··· Document extract ···

Data augmentation can effectively resolve a scarcity of images when training machine-learning algorithms. It can make them more robust to unseen images. We present a lesion conditional Generative Adversarial Network (LcGAN ) to generate synthetic Computed Tomography (CT) images for data augmentation. A lesion conditional image (segmented mask) is an input to both the generator and the discriminator of the LcGAN during training. The trained model generates contextual CT images based on input masks. We quantify the quality of the images by using a fully convolutional network (FCN) score and blurriness. We also train another classification network to select better synthetic images. These synthetic CT images are then augmented to our hemorrhagic lesion segmentation network. By applying this augmentation method on 2.5%, 10% and 25% of original data, segmentation improved by 12.8%, 6% and 1.6% respectively.

···

- **About this exercise**
Continue the abstract on generating synthetic CT images for hemorrhagic lesion segmentation, starting right after its final sentence.

··· Data provided ···

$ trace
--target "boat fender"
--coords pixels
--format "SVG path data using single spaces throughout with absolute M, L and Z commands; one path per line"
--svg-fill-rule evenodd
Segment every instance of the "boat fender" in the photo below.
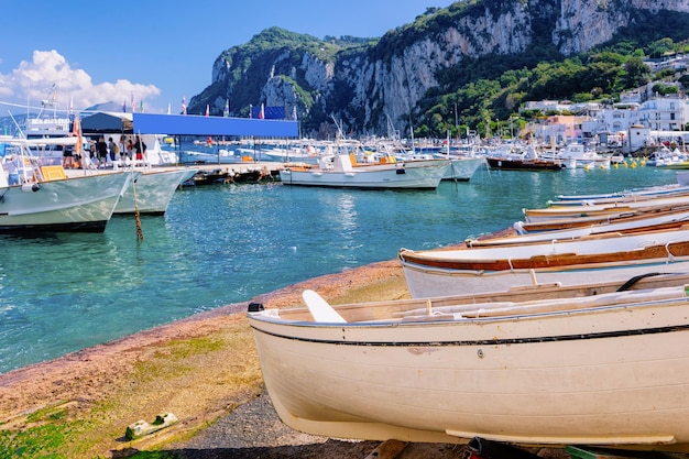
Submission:
M 248 308 L 249 313 L 260 313 L 263 309 L 265 309 L 265 307 L 263 306 L 263 303 L 249 303 L 249 308 Z
M 638 281 L 646 278 L 646 277 L 653 277 L 656 275 L 667 275 L 669 273 L 646 273 L 646 274 L 641 274 L 637 276 L 634 276 L 632 278 L 630 278 L 627 282 L 625 282 L 624 284 L 622 284 L 622 286 L 620 288 L 616 289 L 616 292 L 626 292 L 630 288 L 632 288 L 634 286 L 634 284 L 636 284 Z
M 22 185 L 22 192 L 24 193 L 36 193 L 39 189 L 41 189 L 41 185 L 39 184 L 23 184 Z

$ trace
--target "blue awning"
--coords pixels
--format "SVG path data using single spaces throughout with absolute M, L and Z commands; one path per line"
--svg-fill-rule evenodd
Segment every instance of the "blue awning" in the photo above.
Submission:
M 133 113 L 133 124 L 135 134 L 299 136 L 298 122 L 287 120 Z

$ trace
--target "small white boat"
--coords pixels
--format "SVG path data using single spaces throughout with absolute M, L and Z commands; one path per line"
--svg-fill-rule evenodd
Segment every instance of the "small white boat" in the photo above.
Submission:
M 605 233 L 581 240 L 400 250 L 414 298 L 500 292 L 540 283 L 620 281 L 649 270 L 689 272 L 689 229 Z
M 305 292 L 307 307 L 248 318 L 296 430 L 688 452 L 687 287 L 580 292 L 339 306 Z
M 195 168 L 143 171 L 127 187 L 114 214 L 164 215 L 175 190 L 196 172 Z
M 648 211 L 658 208 L 678 207 L 689 204 L 689 195 L 669 195 L 666 197 L 639 198 L 612 203 L 549 206 L 538 209 L 522 209 L 527 222 L 554 220 L 558 218 L 576 219 L 580 217 L 605 217 L 620 212 Z
M 0 232 L 102 232 L 135 175 L 67 178 L 62 166 L 43 166 L 10 186 L 0 173 Z
M 280 171 L 284 185 L 371 189 L 436 189 L 450 162 L 446 160 L 356 163 L 349 154 L 322 156 L 318 166 L 288 166 Z
M 528 231 L 523 221 L 513 225 L 514 234 L 505 237 L 488 237 L 480 239 L 467 239 L 469 247 L 485 247 L 499 244 L 525 244 L 533 242 L 564 241 L 567 239 L 582 239 L 595 234 L 610 232 L 631 233 L 650 231 L 657 229 L 680 228 L 689 225 L 689 206 L 666 211 L 650 212 L 647 215 L 620 216 L 606 220 L 592 221 L 589 225 L 575 226 L 571 228 L 554 229 L 549 231 Z

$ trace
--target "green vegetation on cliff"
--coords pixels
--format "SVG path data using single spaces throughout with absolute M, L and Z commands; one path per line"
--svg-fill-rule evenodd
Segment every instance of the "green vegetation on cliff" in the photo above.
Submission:
M 417 95 L 417 103 L 409 107 L 406 117 L 416 135 L 457 135 L 468 128 L 481 132 L 486 121 L 494 124 L 495 120 L 513 118 L 528 100 L 610 101 L 622 91 L 649 81 L 654 81 L 658 94 L 677 91 L 671 80 L 687 84 L 686 74 L 682 77 L 681 73 L 664 70 L 652 75 L 644 64 L 647 58 L 689 52 L 687 13 L 650 13 L 622 2 L 619 8 L 630 14 L 628 26 L 617 30 L 605 44 L 564 56 L 553 43 L 559 1 L 467 0 L 448 8 L 429 8 L 413 23 L 381 39 L 319 40 L 278 28 L 267 29 L 218 57 L 214 83 L 192 99 L 189 111 L 200 113 L 208 103 L 212 113 L 220 114 L 229 99 L 231 114 L 247 117 L 251 105 L 267 102 L 271 81 L 273 100 L 282 97 L 284 105 L 296 105 L 306 134 L 316 135 L 324 124 L 331 123 L 332 116 L 359 133 L 385 133 L 381 123 L 387 113 L 380 86 L 383 76 L 375 73 L 390 73 L 393 59 L 400 59 L 406 50 L 425 41 L 440 42 L 450 29 L 475 48 L 490 36 L 462 24 L 472 24 L 486 15 L 497 18 L 505 14 L 506 8 L 520 10 L 528 19 L 517 26 L 527 30 L 512 32 L 528 37 L 528 50 L 518 54 L 462 54 L 457 62 L 439 56 L 439 61 L 453 64 L 434 68 L 438 84 Z M 567 33 L 573 32 L 559 32 L 560 36 Z M 358 77 L 358 72 L 373 76 Z

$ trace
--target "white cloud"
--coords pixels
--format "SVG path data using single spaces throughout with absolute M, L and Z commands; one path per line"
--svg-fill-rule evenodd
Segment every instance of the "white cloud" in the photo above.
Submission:
M 53 96 L 54 95 L 54 96 Z M 0 99 L 18 105 L 40 106 L 41 100 L 55 98 L 58 109 L 68 109 L 70 100 L 75 110 L 124 100 L 131 105 L 132 95 L 136 109 L 140 101 L 155 98 L 161 90 L 153 85 L 134 84 L 125 79 L 95 85 L 83 69 L 72 68 L 57 51 L 34 51 L 32 62 L 22 61 L 7 75 L 0 74 Z

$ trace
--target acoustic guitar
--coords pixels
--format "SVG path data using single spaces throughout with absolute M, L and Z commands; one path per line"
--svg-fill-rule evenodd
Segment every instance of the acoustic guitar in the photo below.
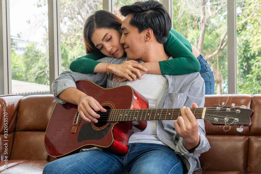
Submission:
M 100 117 L 96 123 L 82 118 L 77 105 L 56 104 L 44 137 L 46 152 L 55 158 L 94 146 L 124 155 L 129 138 L 144 130 L 146 121 L 175 120 L 181 116 L 180 108 L 148 109 L 147 99 L 128 85 L 106 89 L 88 80 L 76 84 L 77 89 L 94 98 L 107 112 L 97 112 Z M 252 110 L 218 105 L 191 109 L 197 119 L 229 126 L 251 126 L 253 113 Z

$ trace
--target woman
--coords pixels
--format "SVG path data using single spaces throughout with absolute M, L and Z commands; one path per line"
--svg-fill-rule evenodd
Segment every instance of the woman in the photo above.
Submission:
M 126 79 L 131 81 L 135 80 L 136 75 L 140 79 L 141 75 L 145 73 L 177 75 L 198 72 L 200 69 L 200 73 L 205 82 L 205 94 L 214 94 L 214 78 L 212 71 L 205 58 L 184 36 L 172 29 L 164 46 L 166 51 L 175 58 L 158 63 L 145 63 L 142 66 L 137 64 L 135 63 L 137 62 L 134 61 L 128 61 L 123 64 L 110 65 L 96 61 L 105 56 L 120 58 L 123 56 L 125 53 L 124 45 L 121 45 L 120 41 L 122 34 L 122 20 L 114 14 L 103 10 L 96 12 L 88 18 L 85 22 L 84 31 L 87 54 L 73 61 L 70 65 L 70 69 L 73 71 L 86 74 L 112 72 L 117 75 L 115 76 L 113 80 L 120 82 Z M 94 45 L 92 36 L 94 35 L 93 34 L 100 34 L 96 32 L 98 30 L 97 29 L 100 30 L 103 28 L 108 28 L 111 32 L 104 38 L 103 43 Z M 112 41 L 114 43 L 111 43 Z M 175 50 L 180 46 L 179 43 L 180 42 L 188 49 L 184 51 L 191 51 L 195 57 L 175 56 Z M 138 56 L 138 53 L 137 56 Z M 197 59 L 196 57 L 197 57 Z M 79 68 L 82 65 L 86 64 L 88 65 L 87 68 Z M 146 72 L 144 71 L 147 70 L 148 70 Z

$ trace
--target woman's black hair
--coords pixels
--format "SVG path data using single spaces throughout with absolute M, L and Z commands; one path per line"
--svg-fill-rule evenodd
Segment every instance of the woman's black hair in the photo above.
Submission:
M 105 10 L 94 12 L 86 20 L 83 30 L 83 36 L 87 54 L 98 50 L 91 39 L 96 28 L 102 28 L 114 29 L 119 33 L 122 33 L 121 27 L 122 21 L 114 14 Z
M 130 14 L 129 24 L 137 28 L 139 33 L 150 28 L 159 43 L 163 44 L 167 41 L 171 27 L 171 20 L 159 2 L 153 0 L 138 1 L 122 7 L 120 11 L 124 16 Z

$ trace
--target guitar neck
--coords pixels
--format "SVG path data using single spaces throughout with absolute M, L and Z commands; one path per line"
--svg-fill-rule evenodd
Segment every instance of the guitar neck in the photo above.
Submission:
M 197 119 L 204 119 L 206 108 L 191 108 Z M 180 108 L 111 110 L 107 122 L 175 120 L 181 116 Z

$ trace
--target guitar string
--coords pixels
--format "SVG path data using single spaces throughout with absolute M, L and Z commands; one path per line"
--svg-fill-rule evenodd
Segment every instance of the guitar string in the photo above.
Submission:
M 200 116 L 200 115 L 199 115 L 199 116 Z M 234 120 L 234 118 L 233 118 L 233 117 L 226 117 L 227 118 L 228 118 L 229 119 L 229 119 L 233 119 Z M 214 120 L 214 118 L 213 118 L 213 117 L 210 117 L 210 116 L 205 116 L 205 118 L 206 117 L 206 118 L 210 118 L 211 119 L 213 119 L 213 120 Z M 98 118 L 98 119 L 99 121 L 108 121 L 108 118 L 101 118 L 101 119 Z M 81 118 L 81 119 L 83 119 L 82 118 Z M 173 119 L 173 119 L 168 119 L 168 120 L 171 120 L 171 119 Z M 223 120 L 223 119 L 221 119 L 221 120 Z M 157 119 L 156 119 L 156 120 L 162 120 Z M 168 119 L 166 119 L 166 120 L 168 120 Z M 141 121 L 141 120 L 134 120 L 134 121 Z M 145 121 L 145 120 L 142 120 L 142 121 Z M 227 120 L 226 121 L 228 121 L 228 120 Z M 133 120 L 131 120 L 131 121 L 134 121 Z M 82 121 L 81 121 L 82 122 Z M 117 122 L 116 122 L 116 121 L 111 121 L 111 121 L 110 121 L 109 122 L 118 122 L 118 121 L 119 121 L 118 120 L 117 121 Z M 82 122 L 88 122 L 88 123 L 90 122 L 89 122 L 89 121 L 85 121 L 85 120 L 84 121 L 82 121 Z
M 199 111 L 200 111 L 200 110 Z M 207 112 L 207 111 L 206 111 L 206 112 Z M 123 115 L 124 115 L 124 114 L 125 114 L 125 113 L 126 113 L 126 112 L 127 112 L 127 111 L 126 111 L 125 112 L 125 113 L 124 113 L 124 111 L 123 111 L 123 112 L 122 112 L 122 111 L 120 111 L 120 113 L 117 113 L 115 115 L 113 115 L 114 114 L 115 114 L 116 113 L 111 113 L 110 112 L 101 112 L 100 113 L 99 113 L 99 114 L 100 115 L 100 117 L 108 117 L 109 116 L 108 115 L 109 114 L 110 114 L 110 113 L 111 114 L 111 115 L 111 115 L 110 116 L 111 117 L 120 117 L 120 116 L 121 116 L 119 115 L 118 114 L 119 114 L 119 113 L 120 113 L 121 114 L 122 114 Z M 150 112 L 150 113 L 149 113 L 149 114 L 150 115 L 155 115 L 156 116 L 157 116 L 157 115 L 158 115 L 157 114 L 157 113 L 158 113 L 157 112 L 157 111 L 152 111 Z M 226 112 L 226 112 L 219 111 L 219 113 L 228 113 L 228 114 L 229 114 L 229 113 L 235 113 L 236 112 L 235 112 L 235 111 L 230 111 L 229 112 Z M 169 115 L 169 116 L 170 116 L 171 115 L 175 116 L 175 115 L 181 115 L 181 114 L 180 114 L 180 113 L 179 112 L 179 111 L 174 111 L 174 112 L 171 112 L 171 113 L 171 113 L 171 114 L 167 114 L 167 113 L 166 114 L 162 114 L 161 115 L 162 116 L 165 116 L 165 115 L 166 115 L 166 116 Z M 128 116 L 129 117 L 129 116 L 133 117 L 133 116 L 136 116 L 136 117 L 138 117 L 139 116 L 145 116 L 145 115 L 145 115 L 144 114 L 142 114 L 141 113 L 140 113 L 140 113 L 138 113 L 137 114 L 135 114 L 135 115 L 132 115 L 132 114 L 133 113 L 133 114 L 134 114 L 134 113 L 130 113 L 130 115 L 127 115 L 127 116 L 124 115 L 124 116 L 127 116 L 127 117 Z M 147 113 L 146 113 L 146 114 Z M 195 113 L 195 114 L 199 114 L 199 115 L 202 115 L 202 113 Z M 210 114 L 207 113 L 205 113 L 205 115 L 206 115 L 206 114 L 208 114 L 208 115 L 212 115 L 212 116 L 217 116 L 217 117 L 224 117 L 224 118 L 226 117 L 224 117 L 224 116 L 218 116 L 218 115 L 211 115 L 211 114 Z M 105 116 L 103 116 L 104 115 L 105 115 Z

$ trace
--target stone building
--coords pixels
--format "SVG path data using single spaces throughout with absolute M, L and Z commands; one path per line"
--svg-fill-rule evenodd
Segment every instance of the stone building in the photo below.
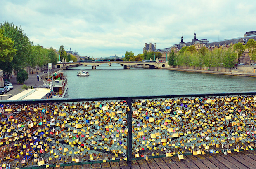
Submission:
M 171 51 L 173 51 L 174 53 L 178 53 L 179 51 L 184 46 L 190 46 L 194 45 L 195 46 L 197 50 L 201 49 L 203 47 L 205 46 L 209 50 L 212 51 L 216 49 L 220 49 L 223 50 L 228 50 L 228 49 L 233 47 L 234 44 L 240 42 L 245 45 L 248 40 L 251 39 L 256 40 L 256 31 L 247 32 L 244 34 L 244 37 L 235 38 L 230 39 L 225 39 L 217 41 L 210 42 L 207 39 L 198 40 L 197 39 L 196 33 L 194 34 L 194 38 L 191 42 L 185 42 L 183 40 L 183 36 L 181 37 L 180 42 L 177 44 L 174 44 L 171 47 L 161 49 L 153 49 L 152 47 L 150 48 L 152 43 L 149 44 L 145 43 L 145 47 L 143 48 L 143 51 L 145 49 L 147 50 L 147 52 L 152 51 L 155 52 L 160 52 L 162 53 L 162 57 L 159 59 L 160 60 L 163 61 L 166 61 L 166 56 L 169 56 L 169 53 Z M 153 46 L 154 46 L 154 45 Z M 251 58 L 249 55 L 249 52 L 246 50 L 242 56 L 238 59 L 238 63 L 244 63 L 249 64 L 250 63 L 255 63 L 256 62 L 252 61 L 251 60 Z
M 76 51 L 76 50 L 75 50 L 75 52 L 73 52 L 73 51 L 71 50 L 71 48 L 68 51 L 66 51 L 66 54 L 68 55 L 69 54 L 70 54 L 71 55 L 73 55 L 76 58 L 76 60 L 77 61 L 79 61 L 80 60 L 80 56 L 79 54 Z
M 147 53 L 156 50 L 156 43 L 155 43 L 155 46 L 154 46 L 154 44 L 152 43 L 149 43 L 149 44 L 145 43 L 145 47 L 143 47 L 143 51 L 142 53 L 144 52 L 145 50 L 147 51 Z

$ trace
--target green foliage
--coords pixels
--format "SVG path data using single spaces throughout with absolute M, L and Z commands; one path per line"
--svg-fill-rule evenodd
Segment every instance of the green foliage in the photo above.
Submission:
M 170 55 L 171 56 L 171 54 Z M 179 53 L 177 56 L 170 56 L 168 61 L 169 65 L 172 64 L 174 66 L 202 66 L 204 65 L 207 67 L 230 68 L 233 67 L 235 63 L 236 56 L 236 53 L 232 51 L 231 49 L 225 51 L 216 49 L 208 51 L 206 48 L 203 48 L 198 52 L 185 51 Z
M 49 63 L 52 63 L 53 65 L 57 64 L 59 58 L 59 56 L 57 53 L 56 53 L 52 47 L 49 50 L 48 52 L 50 59 Z
M 13 48 L 14 42 L 5 37 L 3 30 L 0 29 L 0 62 L 10 62 L 17 50 Z
M 70 54 L 69 54 L 68 55 L 68 57 L 67 57 L 67 58 L 66 58 L 67 62 L 69 62 L 69 61 L 70 60 L 70 58 L 71 58 L 71 56 Z
M 143 57 L 146 60 L 147 60 L 147 50 L 145 49 L 143 52 Z
M 196 46 L 194 45 L 188 46 L 186 49 L 186 51 L 189 51 L 191 53 L 196 52 L 197 49 L 196 49 Z
M 249 54 L 253 60 L 256 60 L 256 42 L 252 39 L 245 44 L 245 48 L 249 51 Z
M 77 61 L 77 59 L 73 55 L 70 55 L 70 60 L 73 60 L 74 62 L 76 62 Z
M 124 56 L 127 61 L 129 61 L 130 59 L 131 58 L 132 60 L 134 56 L 134 54 L 131 51 L 130 52 L 126 51 Z
M 198 53 L 201 56 L 204 56 L 208 51 L 208 49 L 205 46 L 203 47 L 198 50 Z
M 238 58 L 240 58 L 244 51 L 245 47 L 242 43 L 239 42 L 234 45 L 233 49 L 237 52 Z
M 19 83 L 23 84 L 26 80 L 28 79 L 28 73 L 23 69 L 21 69 L 18 72 L 16 80 Z
M 234 67 L 237 61 L 237 54 L 231 51 L 230 49 L 228 49 L 224 53 L 223 58 L 223 65 L 225 67 L 230 68 Z
M 10 74 L 13 70 L 18 71 L 27 66 L 31 52 L 31 43 L 22 29 L 12 23 L 5 21 L 0 25 L 3 30 L 4 36 L 11 38 L 14 42 L 14 48 L 17 51 L 12 62 L 1 62 L 0 66 L 5 72 Z
M 21 87 L 21 88 L 22 89 L 26 89 L 26 90 L 28 90 L 29 88 L 29 87 L 26 86 L 26 85 L 22 85 L 22 87 Z
M 174 65 L 175 56 L 174 56 L 174 52 L 171 51 L 169 54 L 168 57 L 168 65 L 170 66 Z
M 59 47 L 59 54 L 60 55 L 60 61 L 62 61 L 62 60 L 63 58 L 66 59 L 66 57 L 67 57 L 67 55 L 66 55 L 66 55 L 65 54 L 65 48 L 63 45 L 62 45 Z

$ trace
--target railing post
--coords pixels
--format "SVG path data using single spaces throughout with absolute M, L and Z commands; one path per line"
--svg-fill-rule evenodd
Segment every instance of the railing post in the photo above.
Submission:
M 128 127 L 128 145 L 127 145 L 127 164 L 128 166 L 131 167 L 132 166 L 132 98 L 128 97 L 127 99 L 127 104 L 130 109 L 127 113 L 127 127 Z

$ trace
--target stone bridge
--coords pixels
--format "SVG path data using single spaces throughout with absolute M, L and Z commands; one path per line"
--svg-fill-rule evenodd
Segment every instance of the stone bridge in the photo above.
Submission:
M 124 69 L 130 69 L 132 66 L 139 65 L 149 65 L 150 69 L 160 69 L 161 67 L 166 67 L 167 63 L 163 62 L 127 62 L 120 61 L 86 61 L 86 62 L 62 62 L 57 63 L 56 66 L 57 68 L 61 68 L 63 69 L 66 69 L 69 67 L 73 67 L 74 66 L 78 66 L 84 65 L 92 66 L 92 69 L 96 69 L 96 66 L 99 66 L 103 64 L 107 63 L 109 66 L 110 66 L 113 64 L 120 64 L 123 66 Z

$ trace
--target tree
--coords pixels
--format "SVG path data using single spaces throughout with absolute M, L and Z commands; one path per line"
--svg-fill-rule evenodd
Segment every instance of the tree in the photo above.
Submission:
M 235 44 L 234 45 L 233 49 L 234 50 L 236 51 L 237 53 L 238 59 L 242 55 L 242 53 L 244 51 L 245 48 L 244 46 L 241 43 L 239 42 Z
M 137 56 L 134 56 L 134 57 L 133 58 L 134 61 L 135 61 L 136 62 L 140 62 L 140 61 L 142 61 L 143 60 L 143 58 L 142 58 L 141 55 L 142 55 L 140 54 L 139 54 Z
M 184 53 L 184 52 L 185 51 L 186 51 L 186 50 L 187 49 L 187 46 L 183 47 L 180 49 L 180 51 L 179 51 L 179 54 L 182 54 L 182 53 Z
M 126 52 L 124 57 L 126 60 L 129 61 L 130 58 L 133 58 L 133 56 L 134 56 L 134 54 L 131 51 L 130 51 L 130 52 L 126 51 Z
M 175 57 L 174 52 L 173 51 L 171 51 L 168 57 L 168 65 L 170 66 L 173 66 L 174 65 Z
M 191 45 L 190 46 L 187 47 L 186 49 L 186 51 L 188 51 L 191 53 L 197 52 L 197 49 L 196 49 L 196 46 L 195 46 L 194 45 Z
M 74 62 L 76 62 L 77 61 L 77 59 L 76 58 L 76 56 L 73 55 L 70 55 L 70 60 L 73 60 Z
M 70 61 L 70 58 L 71 58 L 71 56 L 70 56 L 70 54 L 69 54 L 68 55 L 68 57 L 66 58 L 66 61 L 67 62 L 69 62 L 69 61 Z
M 18 83 L 23 84 L 26 80 L 28 79 L 28 73 L 23 69 L 20 69 L 18 72 L 16 80 Z
M 147 60 L 147 50 L 145 49 L 145 50 L 143 52 L 143 57 L 144 57 L 144 58 L 146 60 Z
M 50 63 L 52 63 L 53 65 L 56 65 L 58 62 L 58 55 L 54 51 L 53 49 L 51 47 L 49 50 L 49 58 L 50 59 Z
M 0 62 L 1 69 L 10 74 L 13 70 L 18 71 L 27 66 L 31 53 L 31 43 L 20 26 L 18 28 L 12 23 L 5 21 L 1 23 L 0 28 L 3 30 L 4 36 L 11 38 L 14 42 L 14 47 L 17 50 L 12 62 Z
M 224 67 L 228 68 L 234 67 L 235 64 L 236 63 L 237 54 L 231 51 L 229 49 L 224 52 L 225 52 L 223 58 Z
M 256 42 L 253 39 L 249 39 L 245 44 L 245 48 L 248 49 L 251 60 L 256 60 Z
M 0 62 L 11 62 L 17 50 L 13 48 L 14 42 L 5 37 L 3 32 L 0 30 Z
M 207 48 L 205 46 L 203 47 L 198 50 L 198 53 L 202 56 L 205 55 L 208 52 L 208 49 L 207 49 Z

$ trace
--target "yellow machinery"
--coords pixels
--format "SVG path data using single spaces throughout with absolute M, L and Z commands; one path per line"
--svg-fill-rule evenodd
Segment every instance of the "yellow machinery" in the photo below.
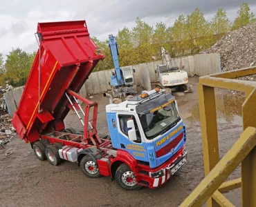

···

- **Answer box**
Introduction
Although deep learning architectures have solved challenging computer vision tasks in recent years [1], [2],[3], they require large amounts of data. In the medical field, collecting this vast amount of data is still quite challenging, and models tend to overfit if trained with limited data. As a solution to this problem, synthetic data is commonly added. Standard image transformation techniques like rotations, rescaling and contrast changes are some traditional methods of augmenting image datasets. These methods provide some variations in the dataset when there are a small number of samples. Nonetheless, these methods are still limited [4], as each new synthetic image is a transformation of a single image.